> _Фрагмент текста_
----------------------------------------
Медицинская служба на войне. Насколько известно, драматическая сцена пока еще не может похвастаться произведением на эту тему такого же высокого художественного достоинства, как повесть «Спутники» В. Пановой. Суждено ли пьесе «Белая палатка» И. Стаднюка в будущем занять в советской драматургии место, аналогичное «Спутникам» в прозаической литературе,—покажет время. Так или иначе, все происходящее с персонажами пьесы связано с войной и буднями прифронтового госпиталя. И главная тема «Белой палатки»—нравственный долг человека, в особенности врача, у которого нет никакого морального права поступиться своей совестью и профессиональным долгом во имя собственного эгоизма. Начальник госпиталя, подполковник медицинской службы совершает безнравственный поступок, по существу же — преступление, ибо, руководствуясь лишь формальным правом, он не принимает прибывшую к нему с передовой линии фронта машину, в которой находятся люди с тяжелым ранением, и пересылает машину дальше, хотя и не может не понимать, что спасение жизни для некоторых из них—в оказании сиюминутной врачебной помощи. Этот начальник госпиталя, в котором есть нечто от чеховского «человека в футляре» наших дней, не способен понять и счастья родной дочери. Возмездие неотвратимо: справедливый суд военного трибунала,., разжалование в «штрафники». плен. бегство из плена. скитание и словно бы бездомная жизнь, так как герой уверен, что дочь Вера, медсестра его же бывшего госпиталя, погибла.
Война и психологическая драма, протянувшаяся, по существу, на многие годы,—вот что следовало отразить музыке в спектакле «Белая палатка». Но ей надлежало отразить еще и особое, «одушевленное лицо» пьесы—любовь: ведь жизнь в госпитале текла, как и везде, по своим извечным канонам, а среди персонажей «Белой палатки» были совсем юные Вера и лейтенант-разведчик Володя, впервые озаренные большим чувством любви, и зрелые майор медицинской службы Киреева и ее муж генерал-майор Любомиров, бережно пронесшие это чувство через всю супружескую жизнь.
----------------------------------------
> _Записи из набора данных_
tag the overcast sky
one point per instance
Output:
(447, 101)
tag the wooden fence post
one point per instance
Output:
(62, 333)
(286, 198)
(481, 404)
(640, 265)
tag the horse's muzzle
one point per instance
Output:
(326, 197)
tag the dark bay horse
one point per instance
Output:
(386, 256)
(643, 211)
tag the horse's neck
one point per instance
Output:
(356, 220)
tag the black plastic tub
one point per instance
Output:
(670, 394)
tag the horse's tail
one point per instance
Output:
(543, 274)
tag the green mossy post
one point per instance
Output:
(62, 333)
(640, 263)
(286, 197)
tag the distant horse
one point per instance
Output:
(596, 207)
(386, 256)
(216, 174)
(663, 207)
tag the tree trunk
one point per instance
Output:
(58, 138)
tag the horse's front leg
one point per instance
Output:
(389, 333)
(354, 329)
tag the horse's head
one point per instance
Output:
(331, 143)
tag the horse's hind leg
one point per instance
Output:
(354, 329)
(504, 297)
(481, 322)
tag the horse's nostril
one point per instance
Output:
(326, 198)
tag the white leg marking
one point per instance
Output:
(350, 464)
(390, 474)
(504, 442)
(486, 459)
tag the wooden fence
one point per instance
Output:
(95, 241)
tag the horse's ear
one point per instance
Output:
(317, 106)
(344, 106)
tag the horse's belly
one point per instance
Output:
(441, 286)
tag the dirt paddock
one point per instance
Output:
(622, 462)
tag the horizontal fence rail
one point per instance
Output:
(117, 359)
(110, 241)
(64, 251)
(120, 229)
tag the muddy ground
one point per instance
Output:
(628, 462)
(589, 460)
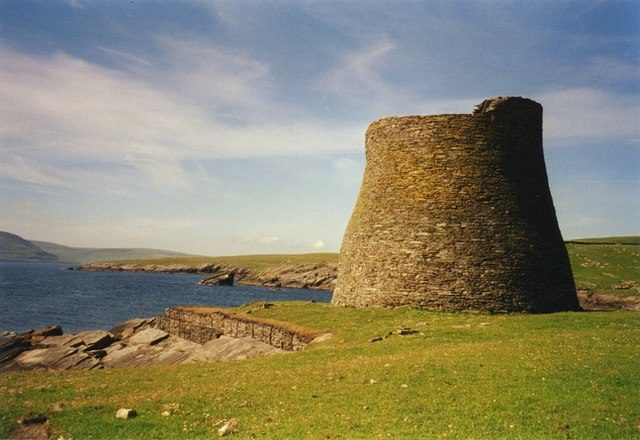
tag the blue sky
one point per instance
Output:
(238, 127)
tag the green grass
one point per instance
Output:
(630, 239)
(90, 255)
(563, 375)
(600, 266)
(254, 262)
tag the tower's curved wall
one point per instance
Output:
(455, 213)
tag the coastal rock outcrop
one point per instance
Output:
----------------------------------------
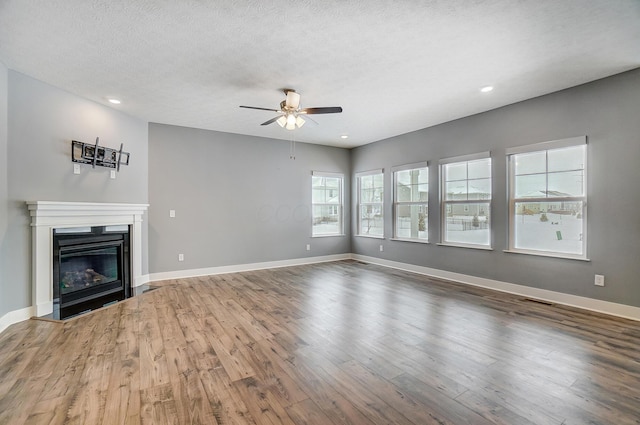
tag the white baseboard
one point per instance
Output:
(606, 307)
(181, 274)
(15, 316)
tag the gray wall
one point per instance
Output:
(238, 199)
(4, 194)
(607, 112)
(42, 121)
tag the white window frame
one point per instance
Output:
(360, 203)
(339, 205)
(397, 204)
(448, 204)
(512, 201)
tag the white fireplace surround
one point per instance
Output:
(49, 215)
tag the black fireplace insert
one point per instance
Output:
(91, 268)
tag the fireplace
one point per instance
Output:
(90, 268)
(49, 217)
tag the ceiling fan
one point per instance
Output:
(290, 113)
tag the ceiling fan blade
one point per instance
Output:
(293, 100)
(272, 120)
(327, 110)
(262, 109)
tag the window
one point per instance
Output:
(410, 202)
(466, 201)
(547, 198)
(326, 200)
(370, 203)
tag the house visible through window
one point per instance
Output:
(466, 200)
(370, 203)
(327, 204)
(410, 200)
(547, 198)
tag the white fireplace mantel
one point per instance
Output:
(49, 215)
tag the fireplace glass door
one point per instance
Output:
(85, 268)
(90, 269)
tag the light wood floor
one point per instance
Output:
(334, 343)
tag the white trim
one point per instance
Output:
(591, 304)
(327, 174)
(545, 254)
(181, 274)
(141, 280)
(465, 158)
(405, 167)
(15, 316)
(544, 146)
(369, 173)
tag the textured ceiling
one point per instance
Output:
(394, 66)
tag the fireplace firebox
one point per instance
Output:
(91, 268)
----------------------------------------
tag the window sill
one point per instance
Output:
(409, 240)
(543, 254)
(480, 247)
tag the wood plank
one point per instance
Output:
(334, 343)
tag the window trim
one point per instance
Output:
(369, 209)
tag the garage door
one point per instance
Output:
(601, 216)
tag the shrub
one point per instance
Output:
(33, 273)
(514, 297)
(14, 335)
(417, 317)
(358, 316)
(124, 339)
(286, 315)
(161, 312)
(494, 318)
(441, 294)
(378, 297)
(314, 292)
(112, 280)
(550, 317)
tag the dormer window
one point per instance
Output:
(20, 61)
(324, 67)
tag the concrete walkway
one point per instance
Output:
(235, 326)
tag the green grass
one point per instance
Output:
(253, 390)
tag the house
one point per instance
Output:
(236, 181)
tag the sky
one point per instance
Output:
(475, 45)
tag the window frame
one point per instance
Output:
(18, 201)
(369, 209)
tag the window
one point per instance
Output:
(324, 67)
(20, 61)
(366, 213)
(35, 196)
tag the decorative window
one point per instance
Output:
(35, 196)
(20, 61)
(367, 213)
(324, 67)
----------------------------------------
Ответьте на вопросы по фрагменту о пьесе «Белая палатка»:
1. Какую повесть и какого автора фрагмент называет произведением высокого художественного достоинства о медицинской службе на войне?
2. Кем Вера приходится начальнику госпиталя и кем она служит?
3. Кто является мужем майора медицинской службы Киреевой?
Приведенные материалы здесь никакой роли не играют.

1. Повесть «Спутники» В. Пановой.
2. Вера — его дочь, медсестра его же бывшего госпиталя.
3. Генерал-майор Любомиров.